Document section:
++++++++
“I said in mine heart, God shall judge the righteous and the wicked; for there is a time there for every purpose and for every work.” Ecclesiastes 3:17.
The judgment of the great day is an event certain to take place. “He hath appointed a day, in the which He will judge the world in righteousness by that Man whom He hath ordained.” Acts 17:31. What God hath appointed is sure to come in due time. The resurrection of Christ is an assurance to all men of the final judgment. It is not the fact of the judgment, however, but the order of its work that at this time engages our attention. The work to be accomplished is of immense magnitude. The judgment relates 1) to all of the righteous, 2) to all of the wicked, 3) and to all of the evil angels. The number of cases, therefore, to be acted upon at this grand tribunal exceeds our powers of conception. We must not, however, suppose that there will be any difficulty on the part of the Judge in acting upon every case individually. Far from this, “There is a time there for every purpose and for every work.” The Judgment, indeed, pertains to an immense number of beings; yet every one of them shall give account of himself to God. (See Romans 14:12.) It will not relate to so vast a number as to make it otherwise than a strictly personal matter. Nor will there be aught of confusion or disorder in that final reckoning. God has plenty of time for the work, and He has no lack of agents to do His bidding. That He has order in this work, the Scriptures clearly teach.
The righteous are to judge the wicked, yet the righteous are themselves to pass the test of the judgment. Whence it follows that the judgment must pass upon the righteous before they can sit in judgment upon the wicked.
This is a very important proposition. That it is truthful we know from the express testimony of the Scriptures. “Do ye not know that the saints shall judge the world? And if the world shall be judged by you, are ye unworthy to judge the smallest matters? Know ye not that we shall judge angels? How much more things that pertain to this life?” I Corinthians 6:2, 3.
“And I saw thrones, and they sat upon them, and judgment was given unto them; and I saw the souls of them that were beheaded for the witness of Jesus, and for the Word of God, and which had not worshiped the beast, neither his image, neither had received his mark upon their foreheads, or in their hands; and they lived and reigned with Christ a thousand years.” Revelation 20:4.
++++++++
Information provided:
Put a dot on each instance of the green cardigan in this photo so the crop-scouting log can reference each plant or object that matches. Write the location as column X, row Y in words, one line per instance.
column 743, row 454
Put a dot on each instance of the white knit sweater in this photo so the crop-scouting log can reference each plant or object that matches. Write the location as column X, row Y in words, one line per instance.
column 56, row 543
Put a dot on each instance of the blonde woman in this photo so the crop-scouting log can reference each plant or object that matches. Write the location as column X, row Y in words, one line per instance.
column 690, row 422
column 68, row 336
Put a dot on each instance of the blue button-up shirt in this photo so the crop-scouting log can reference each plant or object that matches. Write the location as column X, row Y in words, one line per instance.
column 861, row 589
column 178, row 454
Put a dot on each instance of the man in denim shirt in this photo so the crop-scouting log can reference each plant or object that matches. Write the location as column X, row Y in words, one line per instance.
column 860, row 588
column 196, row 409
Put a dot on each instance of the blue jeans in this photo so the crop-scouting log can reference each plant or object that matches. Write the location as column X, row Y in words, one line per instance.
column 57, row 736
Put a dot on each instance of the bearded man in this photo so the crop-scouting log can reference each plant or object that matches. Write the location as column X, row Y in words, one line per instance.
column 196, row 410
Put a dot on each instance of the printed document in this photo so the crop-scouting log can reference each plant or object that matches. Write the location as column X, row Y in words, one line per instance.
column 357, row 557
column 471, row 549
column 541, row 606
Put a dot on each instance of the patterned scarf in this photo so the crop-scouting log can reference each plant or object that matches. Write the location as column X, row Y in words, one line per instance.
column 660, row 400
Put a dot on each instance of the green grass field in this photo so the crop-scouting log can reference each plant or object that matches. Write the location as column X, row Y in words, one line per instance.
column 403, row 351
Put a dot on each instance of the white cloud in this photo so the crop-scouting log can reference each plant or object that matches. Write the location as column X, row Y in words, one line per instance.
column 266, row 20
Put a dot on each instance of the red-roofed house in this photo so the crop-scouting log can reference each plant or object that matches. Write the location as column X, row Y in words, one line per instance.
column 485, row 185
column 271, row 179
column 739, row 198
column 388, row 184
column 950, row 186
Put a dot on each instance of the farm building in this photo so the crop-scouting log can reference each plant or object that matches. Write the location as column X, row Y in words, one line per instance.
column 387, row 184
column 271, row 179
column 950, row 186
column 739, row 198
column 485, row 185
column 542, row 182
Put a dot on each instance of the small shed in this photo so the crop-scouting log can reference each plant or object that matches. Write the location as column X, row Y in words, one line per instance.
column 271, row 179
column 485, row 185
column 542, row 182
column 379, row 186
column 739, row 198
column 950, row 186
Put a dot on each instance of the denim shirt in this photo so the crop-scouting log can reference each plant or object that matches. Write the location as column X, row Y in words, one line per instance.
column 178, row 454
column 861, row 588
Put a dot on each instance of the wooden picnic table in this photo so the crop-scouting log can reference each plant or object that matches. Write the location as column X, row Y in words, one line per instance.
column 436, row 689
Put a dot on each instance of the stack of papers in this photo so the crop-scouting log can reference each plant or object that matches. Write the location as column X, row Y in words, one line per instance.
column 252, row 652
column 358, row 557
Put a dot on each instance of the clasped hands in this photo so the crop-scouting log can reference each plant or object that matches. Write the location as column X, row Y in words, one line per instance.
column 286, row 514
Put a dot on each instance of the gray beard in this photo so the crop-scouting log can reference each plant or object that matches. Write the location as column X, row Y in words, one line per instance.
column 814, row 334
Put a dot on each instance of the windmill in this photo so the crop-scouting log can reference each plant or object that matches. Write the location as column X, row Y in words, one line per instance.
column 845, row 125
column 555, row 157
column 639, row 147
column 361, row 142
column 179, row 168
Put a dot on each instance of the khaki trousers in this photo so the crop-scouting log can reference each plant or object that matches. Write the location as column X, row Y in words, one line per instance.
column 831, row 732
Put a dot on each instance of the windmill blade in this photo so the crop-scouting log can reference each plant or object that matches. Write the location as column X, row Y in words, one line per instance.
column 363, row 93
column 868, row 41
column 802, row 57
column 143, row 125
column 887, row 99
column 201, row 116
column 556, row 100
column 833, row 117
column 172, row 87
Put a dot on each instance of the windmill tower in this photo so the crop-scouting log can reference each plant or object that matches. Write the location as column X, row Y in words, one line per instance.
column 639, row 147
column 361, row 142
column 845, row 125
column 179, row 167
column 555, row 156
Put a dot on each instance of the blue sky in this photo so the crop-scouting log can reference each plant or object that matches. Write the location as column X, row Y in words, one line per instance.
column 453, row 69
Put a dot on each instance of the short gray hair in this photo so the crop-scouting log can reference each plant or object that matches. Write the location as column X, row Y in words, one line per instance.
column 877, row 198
++++++++
Written request: Carry on the discourse about the order of the final judgment, picking up after its last quoted verse from Revelation.

Exercise response:
“I beheld, and the same horn made war with the saints, and prevailed against them; until the Ancient of Days came, and judgment was given to the saints of the Most High; and the time came that the saints possessed the kingdom.” Daniel 7:21, 22.
Here is the exalted work of the saints in the judgment. They are to take part in the examination of the cases of all wicked men and fallen angels. But this is not to be until they have been changed to immortality and exalted to thrones of glory. They do not, therefore, have their cases decided at the same time with the wicked. We believe that the reader will acknowledge the justice of this reasoning. Let us state another proposition.
The trump of God sounds as the Saviour descends from heaven. When that trump is heard, all of the righteous are, in the twinkling of an eye, changed to immortality. There can be no examination after this to determine whether they shall be counted worthy of eternal life, for they will then have already laid hold upon it. From this it follows that the examination and decision of the cases of the righteous takes place before the advent of Christ. The resurrection of the righteous to immortality is decisive proof that they have then already passed the test of the judgment and have been accepted of the Judge. That they are thus raised to immortality the following texts plainly teach:
“So also is the resurrection of the dead. It is sown in corruption; it is raised in incorruption; it is sown in dishonor; it is raised in glory; it is sown in weakness; it is raised in power; it is sown a natural body; it is raised a spiritual body. There is a natural body, and there is a spiritual body.” “Behold, I show you a mystery; We hall not all sleep, but we shall all be changed, in a moment, in the twinkling of an eye, at the last trump; for the trumpet shall sound, and the dead shall be raised incorruptible, and we shall be changed.” I Corinthians 15:42–44, 51, 52.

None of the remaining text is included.